Selected text
Prosecutors in Monrovia are demanding an asset-freeze order from Criminal court “C” against a local business enterprise’s former sales manager, defendant Bayo Tamba Martin over claims that he deceived his former employer – Essential Needs, Inc. by converting US$34,485 to himself, reinvesting same into his private business known as Honesty Pays, Inc.
Defendant Martin and co-defendant Prince Quetoe had jointly been indicted under multiple crimes of money laundering, theft of property and criminal conspiracy, leading government prosecutors to demand an extension of an asset-freeze order on Martins’ Honesty Pays, Inc …
wherein the property is believed to be proceeds or instrumentality of crime or terrorist property. But the defendant has rejected the prosecutors’ contention to freeze his business asset on grounds that he has been indicted, and not Honesty Pays, Inc, saying through his legal counsels that “crime is not transferable.”
In the documents filed before Criminal Court “C” at the Temple of Justice in Monrovia, the prosecutors indicated that immediately after defendant Martin had siphoned the alleged US$34,485 from Essential Needs, Inc. on June 7, 2015, he wrote a letter to the entity’s CEO,
Mrs. Susie T. Keykpo, to complain about his alleged “deteriorated” health condition. In that letter, the prosecutors claimed that defendant Martin claimed he was seeking advanced medical checkup abroad and therefore, requested for severance benefit from the Essential Needs, Inc. from which he had already allegedly stolen the money in question.

Task list
A – In the article about the asset-freeze demand in Monrovia, what is the name of the private business into which the defendant allegedly reinvested the money?
B – Reproduce word for word the passage of the asset-freeze article that begins at the words "In the documents" and stops after the words "money in question.".
C – Extend the article on the Monrovia asset-freeze case with the paragraphs that would follow its last sentence.

Supplied entries
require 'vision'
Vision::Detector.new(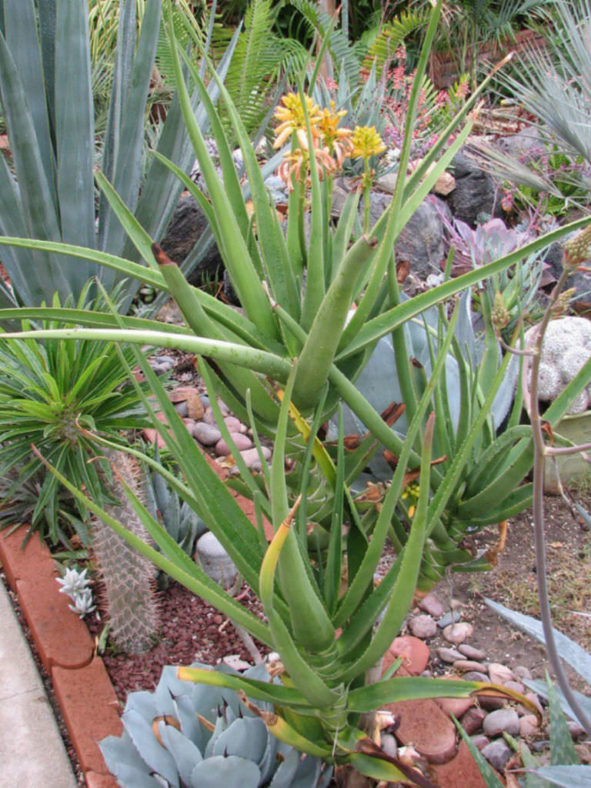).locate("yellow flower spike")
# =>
[238,690,331,758]
[259,494,302,610]
[273,93,320,149]
[317,101,353,168]
[276,389,337,484]
[351,126,386,161]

Answers by item
A – Honesty Pays, Inc.

B –
In the documents filed before Criminal Court “C” at the Temple of Justice in Monrovia, the prosecutors indicated that immediately after defendant Martin had siphoned the alleged US$34,485 from Essential Needs, Inc. on June 7, 2015, he wrote a letter to the entity’s CEO,
Mrs. Susie T. Keykpo, to complain about his alleged “deteriorated” health condition. In that letter, the prosecutors claimed that defendant Martin claimed he was seeking advanced medical checkup abroad and therefore, requested for severance benefit from the Essential Needs, Inc. from which he had already allegedly stolen the money in question.

C –
“… This was purely trick, artifice, dissimulated of his real intentions. In substantiation of the averment contained herein is the copy of Respondent Letter to Applicant requesting for Severance Pay,” prosecutors argued in an application for “freezing order” filed with Criminal Court “C.”
The indictment detailed that on January 5 this year – while defendant Tamba was serving as Sales Manager at Essential Needs, Inc. on Somalia Drive, Bushrod Island, he
allegedly took and fled away US17,700 which a customer had brought for goods credited.
According to the indictment, while the management of Essential Needs, Inc. was still investigating the alleged theft case, defendant Martin was undertaking some renovation works on his building, after purchasing a Nissan Primera station wagon, following which he opened a new business called Honesty Pays, (Liberia) Inc.
Additionally, the indictment noted that the defendant was said to be in contact with the supplier of Essential Needs, Inc. in the Netherlands to be supplied the same line of goods – pig feet for his new company.